_EXERCISE_
List each line of the data below that contains the string "sitting". The match is case-sensitive.

_DATASET EXCERPTS_

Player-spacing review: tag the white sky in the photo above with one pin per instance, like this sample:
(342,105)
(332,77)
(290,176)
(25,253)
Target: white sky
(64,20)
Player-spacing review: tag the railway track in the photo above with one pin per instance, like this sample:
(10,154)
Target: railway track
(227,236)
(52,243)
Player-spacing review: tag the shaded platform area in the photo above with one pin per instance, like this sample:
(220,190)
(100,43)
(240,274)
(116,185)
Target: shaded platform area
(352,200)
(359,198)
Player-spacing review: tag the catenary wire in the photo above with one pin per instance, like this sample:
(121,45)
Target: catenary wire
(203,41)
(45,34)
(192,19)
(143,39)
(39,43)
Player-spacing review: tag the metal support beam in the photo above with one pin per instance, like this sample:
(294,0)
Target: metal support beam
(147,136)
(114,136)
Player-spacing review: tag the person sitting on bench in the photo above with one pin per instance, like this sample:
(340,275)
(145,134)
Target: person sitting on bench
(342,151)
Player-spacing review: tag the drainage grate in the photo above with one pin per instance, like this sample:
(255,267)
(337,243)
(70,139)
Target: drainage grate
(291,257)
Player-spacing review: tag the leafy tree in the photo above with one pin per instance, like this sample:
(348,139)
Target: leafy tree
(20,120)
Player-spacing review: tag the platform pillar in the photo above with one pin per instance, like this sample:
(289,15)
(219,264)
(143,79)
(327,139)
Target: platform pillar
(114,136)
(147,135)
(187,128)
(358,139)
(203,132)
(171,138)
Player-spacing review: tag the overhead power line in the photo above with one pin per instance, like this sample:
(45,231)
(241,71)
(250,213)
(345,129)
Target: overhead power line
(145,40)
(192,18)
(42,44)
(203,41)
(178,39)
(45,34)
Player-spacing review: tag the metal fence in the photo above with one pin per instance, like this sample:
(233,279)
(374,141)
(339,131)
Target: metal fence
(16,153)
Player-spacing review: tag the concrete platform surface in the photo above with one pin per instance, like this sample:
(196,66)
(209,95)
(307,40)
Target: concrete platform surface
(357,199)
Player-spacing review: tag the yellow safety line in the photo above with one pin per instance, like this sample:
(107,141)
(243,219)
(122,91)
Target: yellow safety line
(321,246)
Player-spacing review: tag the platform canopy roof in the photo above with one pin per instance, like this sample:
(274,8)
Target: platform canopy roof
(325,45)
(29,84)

---

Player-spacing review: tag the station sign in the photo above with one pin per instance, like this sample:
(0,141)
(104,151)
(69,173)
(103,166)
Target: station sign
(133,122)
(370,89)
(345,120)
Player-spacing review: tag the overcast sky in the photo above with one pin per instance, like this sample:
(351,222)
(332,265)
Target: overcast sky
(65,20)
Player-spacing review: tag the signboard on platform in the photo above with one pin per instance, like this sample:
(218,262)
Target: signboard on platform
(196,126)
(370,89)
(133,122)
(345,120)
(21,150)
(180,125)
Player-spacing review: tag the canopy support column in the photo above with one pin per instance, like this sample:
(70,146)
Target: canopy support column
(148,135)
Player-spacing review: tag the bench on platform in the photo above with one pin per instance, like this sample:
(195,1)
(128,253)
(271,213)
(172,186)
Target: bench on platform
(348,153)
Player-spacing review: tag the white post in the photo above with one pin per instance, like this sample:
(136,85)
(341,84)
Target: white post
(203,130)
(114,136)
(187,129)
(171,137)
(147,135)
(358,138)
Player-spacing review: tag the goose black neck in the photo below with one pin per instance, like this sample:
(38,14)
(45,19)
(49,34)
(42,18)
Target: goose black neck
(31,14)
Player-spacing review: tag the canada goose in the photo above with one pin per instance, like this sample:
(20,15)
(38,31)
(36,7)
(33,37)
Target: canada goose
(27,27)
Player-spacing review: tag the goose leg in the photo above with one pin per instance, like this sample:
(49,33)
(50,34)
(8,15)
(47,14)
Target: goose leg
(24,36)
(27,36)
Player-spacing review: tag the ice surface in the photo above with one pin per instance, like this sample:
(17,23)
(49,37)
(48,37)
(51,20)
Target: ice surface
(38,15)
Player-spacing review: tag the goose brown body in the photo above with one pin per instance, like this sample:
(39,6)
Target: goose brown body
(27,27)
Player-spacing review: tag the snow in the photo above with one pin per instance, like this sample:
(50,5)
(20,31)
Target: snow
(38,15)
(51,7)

_TASK ANSWER_
Player-spacing review: tag the person sitting on bench in the photo above with one pin per instance, like this sample:
Target: person sitting on bench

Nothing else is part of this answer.